▶ What is asked: Copy each of the rows below without changing anything.

Dataset items

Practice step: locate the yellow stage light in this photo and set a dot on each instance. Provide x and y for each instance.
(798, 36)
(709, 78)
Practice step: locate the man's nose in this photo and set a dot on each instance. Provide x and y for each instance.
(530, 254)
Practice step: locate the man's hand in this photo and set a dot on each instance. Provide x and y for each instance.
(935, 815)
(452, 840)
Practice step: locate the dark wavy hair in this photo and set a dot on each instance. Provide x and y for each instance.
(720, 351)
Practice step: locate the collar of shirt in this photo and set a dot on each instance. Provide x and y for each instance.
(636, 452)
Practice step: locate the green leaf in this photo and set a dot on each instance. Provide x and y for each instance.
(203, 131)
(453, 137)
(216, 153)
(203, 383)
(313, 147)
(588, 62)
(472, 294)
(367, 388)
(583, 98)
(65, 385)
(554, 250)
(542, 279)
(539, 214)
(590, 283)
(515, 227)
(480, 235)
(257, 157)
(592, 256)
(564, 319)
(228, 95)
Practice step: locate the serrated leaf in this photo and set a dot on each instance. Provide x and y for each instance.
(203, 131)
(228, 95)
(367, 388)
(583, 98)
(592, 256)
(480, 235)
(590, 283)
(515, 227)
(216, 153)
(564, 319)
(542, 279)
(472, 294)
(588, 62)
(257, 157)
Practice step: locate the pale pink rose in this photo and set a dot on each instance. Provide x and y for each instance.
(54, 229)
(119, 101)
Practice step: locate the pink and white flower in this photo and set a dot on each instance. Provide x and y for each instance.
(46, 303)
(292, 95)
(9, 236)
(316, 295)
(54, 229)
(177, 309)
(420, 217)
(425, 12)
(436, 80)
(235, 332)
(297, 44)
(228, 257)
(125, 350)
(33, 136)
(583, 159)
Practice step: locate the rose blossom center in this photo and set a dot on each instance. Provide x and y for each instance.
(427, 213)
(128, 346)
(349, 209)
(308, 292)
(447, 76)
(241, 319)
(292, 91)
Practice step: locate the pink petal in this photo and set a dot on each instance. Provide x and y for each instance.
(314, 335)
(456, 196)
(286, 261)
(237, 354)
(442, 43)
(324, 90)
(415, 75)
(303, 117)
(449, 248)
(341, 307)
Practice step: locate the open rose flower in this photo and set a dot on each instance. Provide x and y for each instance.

▶ Answer to the exercise:
Practice step: locate the yellow stage light in this photo and set a dot on each instance. Provide x and y for each instance.
(798, 36)
(709, 78)
Practice step: locate the man's nose in this photo and set a dot on each instance. Provide x and y for each instance.
(530, 254)
Practice step: locate the man's hand in this photo and set a dot on each instance. Provide x and y for each instance.
(935, 815)
(452, 840)
Practice step: locate the dark wavy hair in this photo and set a dot on each instance. Provide x and y for each instance.
(720, 351)
Practice step: locate the collar of shirt in this photo and set a dot on each instance. Provide x and y for each instance.
(636, 452)
Practice step: locate the green leaf in this photo and set a dot on each instance. Provide x and y for each instance.
(203, 131)
(453, 137)
(216, 153)
(203, 383)
(313, 147)
(588, 62)
(472, 294)
(367, 388)
(583, 98)
(65, 385)
(554, 250)
(542, 279)
(539, 214)
(590, 283)
(515, 227)
(480, 235)
(257, 157)
(592, 256)
(564, 319)
(228, 95)
Practice step: locate the serrated leaf in this photo and set a dot on each instance. Provide x and y for each instance.
(203, 131)
(228, 95)
(367, 388)
(583, 98)
(592, 256)
(480, 235)
(590, 283)
(515, 227)
(216, 153)
(564, 319)
(542, 279)
(472, 294)
(588, 62)
(257, 157)
Practice step: locate the pale pink rose in this photo and set a dot on each instance. Provide x and y for each instance.
(54, 229)
(119, 101)
Practice step: locate the pink and white flower in this photo and set a dot on each instance. Provide x and y for each instance.
(46, 303)
(292, 95)
(9, 236)
(316, 295)
(54, 229)
(177, 309)
(420, 217)
(425, 12)
(436, 80)
(235, 332)
(297, 44)
(228, 257)
(125, 350)
(33, 136)
(583, 159)
Practice step: locate the rose blossom center in this photo and set a dot on each instance. Provide x and y for each instance.
(427, 213)
(128, 346)
(349, 209)
(308, 292)
(447, 76)
(241, 319)
(292, 91)
Practice step: locate the pink petal in this photo and set a dot on each instance. Provide x and y for each instance.
(314, 335)
(456, 196)
(286, 261)
(237, 354)
(442, 43)
(324, 90)
(415, 75)
(303, 117)
(449, 248)
(341, 307)
Practice step: locate the open rose flower in this photo and set a dot on each instance. Provide x and y for each instance.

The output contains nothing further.